**COMPITO DA SVOLGERE**: Per favore, inserisci in un elenco numerato solo le righe che vanno dall'inizio dei record fino alla riga con "pixel 654 209", inclusa, tralasciando le righe vuote.

**RECORD FORNITI**:

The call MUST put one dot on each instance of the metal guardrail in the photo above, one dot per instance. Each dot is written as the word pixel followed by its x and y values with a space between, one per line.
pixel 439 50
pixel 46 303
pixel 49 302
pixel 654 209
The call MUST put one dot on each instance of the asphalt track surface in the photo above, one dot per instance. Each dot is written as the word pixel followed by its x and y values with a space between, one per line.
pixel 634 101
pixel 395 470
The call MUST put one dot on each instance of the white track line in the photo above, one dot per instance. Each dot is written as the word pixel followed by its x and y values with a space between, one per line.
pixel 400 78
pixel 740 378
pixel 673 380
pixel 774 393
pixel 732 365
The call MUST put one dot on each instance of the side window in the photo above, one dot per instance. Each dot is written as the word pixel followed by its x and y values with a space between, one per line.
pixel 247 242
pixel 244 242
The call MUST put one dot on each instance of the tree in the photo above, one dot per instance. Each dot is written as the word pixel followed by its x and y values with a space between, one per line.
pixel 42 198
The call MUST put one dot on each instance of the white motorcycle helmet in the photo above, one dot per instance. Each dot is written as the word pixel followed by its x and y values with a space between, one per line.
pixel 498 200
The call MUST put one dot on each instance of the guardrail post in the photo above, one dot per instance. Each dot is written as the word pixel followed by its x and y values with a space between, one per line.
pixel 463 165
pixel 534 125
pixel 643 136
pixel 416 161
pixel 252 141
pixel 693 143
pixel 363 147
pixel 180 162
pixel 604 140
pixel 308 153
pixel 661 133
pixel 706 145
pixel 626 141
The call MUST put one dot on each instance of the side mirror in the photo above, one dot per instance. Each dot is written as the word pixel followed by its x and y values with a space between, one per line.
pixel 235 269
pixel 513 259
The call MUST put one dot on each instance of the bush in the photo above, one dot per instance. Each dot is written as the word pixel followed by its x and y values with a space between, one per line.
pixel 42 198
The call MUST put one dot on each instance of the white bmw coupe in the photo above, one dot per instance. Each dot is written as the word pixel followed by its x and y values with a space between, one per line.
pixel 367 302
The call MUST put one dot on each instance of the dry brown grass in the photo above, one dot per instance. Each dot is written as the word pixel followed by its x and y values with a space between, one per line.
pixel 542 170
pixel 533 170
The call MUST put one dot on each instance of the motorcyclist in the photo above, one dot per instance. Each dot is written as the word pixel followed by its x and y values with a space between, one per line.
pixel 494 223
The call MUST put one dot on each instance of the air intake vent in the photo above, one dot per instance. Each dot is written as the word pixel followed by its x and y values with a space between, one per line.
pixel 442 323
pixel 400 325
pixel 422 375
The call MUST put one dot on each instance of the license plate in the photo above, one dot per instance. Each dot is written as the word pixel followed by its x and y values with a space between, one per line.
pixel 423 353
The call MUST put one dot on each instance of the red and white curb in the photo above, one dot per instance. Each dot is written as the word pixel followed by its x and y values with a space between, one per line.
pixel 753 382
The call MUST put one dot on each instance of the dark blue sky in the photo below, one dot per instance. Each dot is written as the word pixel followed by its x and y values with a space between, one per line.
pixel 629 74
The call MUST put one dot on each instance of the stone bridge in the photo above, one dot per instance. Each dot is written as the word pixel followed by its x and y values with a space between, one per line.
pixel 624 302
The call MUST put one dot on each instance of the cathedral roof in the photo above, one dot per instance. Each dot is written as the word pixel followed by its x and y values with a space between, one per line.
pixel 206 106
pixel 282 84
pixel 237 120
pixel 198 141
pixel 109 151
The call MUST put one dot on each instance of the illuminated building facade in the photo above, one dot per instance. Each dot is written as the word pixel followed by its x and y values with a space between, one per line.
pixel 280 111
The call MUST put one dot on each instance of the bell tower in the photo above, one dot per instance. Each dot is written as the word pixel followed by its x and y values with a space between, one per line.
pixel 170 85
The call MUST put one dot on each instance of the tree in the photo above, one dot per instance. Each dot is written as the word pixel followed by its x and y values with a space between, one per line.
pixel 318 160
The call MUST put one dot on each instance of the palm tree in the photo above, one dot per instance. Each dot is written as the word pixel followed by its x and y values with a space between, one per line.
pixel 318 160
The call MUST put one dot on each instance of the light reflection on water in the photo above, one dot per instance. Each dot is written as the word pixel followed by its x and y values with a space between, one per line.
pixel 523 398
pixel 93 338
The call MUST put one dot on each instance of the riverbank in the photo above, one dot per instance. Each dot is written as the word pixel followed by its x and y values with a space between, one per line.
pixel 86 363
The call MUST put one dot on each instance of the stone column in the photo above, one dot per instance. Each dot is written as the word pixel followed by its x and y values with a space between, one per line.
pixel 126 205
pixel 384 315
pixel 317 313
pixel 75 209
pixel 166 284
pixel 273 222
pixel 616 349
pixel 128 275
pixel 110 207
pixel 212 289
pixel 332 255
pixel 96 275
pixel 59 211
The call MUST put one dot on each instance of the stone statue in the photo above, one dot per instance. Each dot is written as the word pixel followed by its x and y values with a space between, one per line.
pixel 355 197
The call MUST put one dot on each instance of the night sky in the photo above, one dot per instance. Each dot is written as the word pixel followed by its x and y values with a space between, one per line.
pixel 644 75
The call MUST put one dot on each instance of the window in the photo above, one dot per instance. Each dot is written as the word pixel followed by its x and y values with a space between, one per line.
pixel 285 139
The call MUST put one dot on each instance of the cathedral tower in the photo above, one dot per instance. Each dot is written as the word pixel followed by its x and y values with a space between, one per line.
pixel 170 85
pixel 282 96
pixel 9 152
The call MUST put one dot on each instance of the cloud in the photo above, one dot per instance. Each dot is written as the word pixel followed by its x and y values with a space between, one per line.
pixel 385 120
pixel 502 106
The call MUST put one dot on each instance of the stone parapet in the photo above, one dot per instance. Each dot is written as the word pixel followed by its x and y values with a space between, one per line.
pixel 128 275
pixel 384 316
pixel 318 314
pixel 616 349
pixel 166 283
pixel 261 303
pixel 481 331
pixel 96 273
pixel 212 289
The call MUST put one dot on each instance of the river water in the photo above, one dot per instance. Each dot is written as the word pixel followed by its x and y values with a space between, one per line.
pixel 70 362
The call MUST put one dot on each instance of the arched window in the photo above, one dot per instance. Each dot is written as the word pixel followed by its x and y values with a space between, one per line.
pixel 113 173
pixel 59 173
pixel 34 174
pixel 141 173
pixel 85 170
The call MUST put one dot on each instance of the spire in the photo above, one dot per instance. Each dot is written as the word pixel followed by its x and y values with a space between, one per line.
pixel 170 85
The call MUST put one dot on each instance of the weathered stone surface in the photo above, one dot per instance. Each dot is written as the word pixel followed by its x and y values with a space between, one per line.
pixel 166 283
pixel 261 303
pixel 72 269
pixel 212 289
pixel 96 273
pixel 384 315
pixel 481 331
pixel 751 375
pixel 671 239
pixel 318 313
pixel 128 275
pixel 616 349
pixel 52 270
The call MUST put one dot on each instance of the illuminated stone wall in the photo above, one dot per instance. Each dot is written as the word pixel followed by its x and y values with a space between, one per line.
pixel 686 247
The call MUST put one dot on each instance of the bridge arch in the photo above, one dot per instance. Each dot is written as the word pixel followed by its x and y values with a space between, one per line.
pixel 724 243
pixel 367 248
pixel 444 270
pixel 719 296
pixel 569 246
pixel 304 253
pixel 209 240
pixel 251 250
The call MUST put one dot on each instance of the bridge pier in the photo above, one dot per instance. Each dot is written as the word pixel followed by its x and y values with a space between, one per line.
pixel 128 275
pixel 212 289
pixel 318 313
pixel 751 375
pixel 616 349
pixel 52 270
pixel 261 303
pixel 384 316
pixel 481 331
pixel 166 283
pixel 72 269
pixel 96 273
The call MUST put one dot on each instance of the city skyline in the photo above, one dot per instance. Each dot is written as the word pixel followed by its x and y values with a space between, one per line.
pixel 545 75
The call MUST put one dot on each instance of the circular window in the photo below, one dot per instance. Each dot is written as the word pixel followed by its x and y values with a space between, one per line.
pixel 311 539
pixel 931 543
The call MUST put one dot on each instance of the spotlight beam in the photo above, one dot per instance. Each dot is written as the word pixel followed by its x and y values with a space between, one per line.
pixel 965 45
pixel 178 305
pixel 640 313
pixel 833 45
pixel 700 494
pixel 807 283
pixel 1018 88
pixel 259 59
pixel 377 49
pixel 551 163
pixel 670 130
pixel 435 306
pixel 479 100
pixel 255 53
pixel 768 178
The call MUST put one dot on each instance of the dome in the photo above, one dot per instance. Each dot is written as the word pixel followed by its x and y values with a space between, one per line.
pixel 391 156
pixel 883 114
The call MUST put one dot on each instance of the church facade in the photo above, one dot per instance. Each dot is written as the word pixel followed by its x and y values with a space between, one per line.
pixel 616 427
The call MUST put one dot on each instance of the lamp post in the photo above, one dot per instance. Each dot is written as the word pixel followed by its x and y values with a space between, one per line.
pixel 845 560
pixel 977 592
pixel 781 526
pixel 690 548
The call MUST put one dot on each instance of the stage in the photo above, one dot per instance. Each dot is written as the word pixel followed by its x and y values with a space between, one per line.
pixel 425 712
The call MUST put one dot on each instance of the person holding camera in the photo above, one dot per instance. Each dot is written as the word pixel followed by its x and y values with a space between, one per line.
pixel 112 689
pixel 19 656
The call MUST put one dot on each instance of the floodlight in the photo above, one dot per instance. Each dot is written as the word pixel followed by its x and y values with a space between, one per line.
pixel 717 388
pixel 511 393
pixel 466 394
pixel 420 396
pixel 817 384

**RISULTATO DEL COMPITO**:
1. The call MUST put one dot on each instance of the metal guardrail in the photo above, one dot per instance. Each dot is written as the word pixel followed by its x and y values with a space between, one per line.
2. pixel 439 50
3. pixel 46 303
4. pixel 49 302
5. pixel 654 209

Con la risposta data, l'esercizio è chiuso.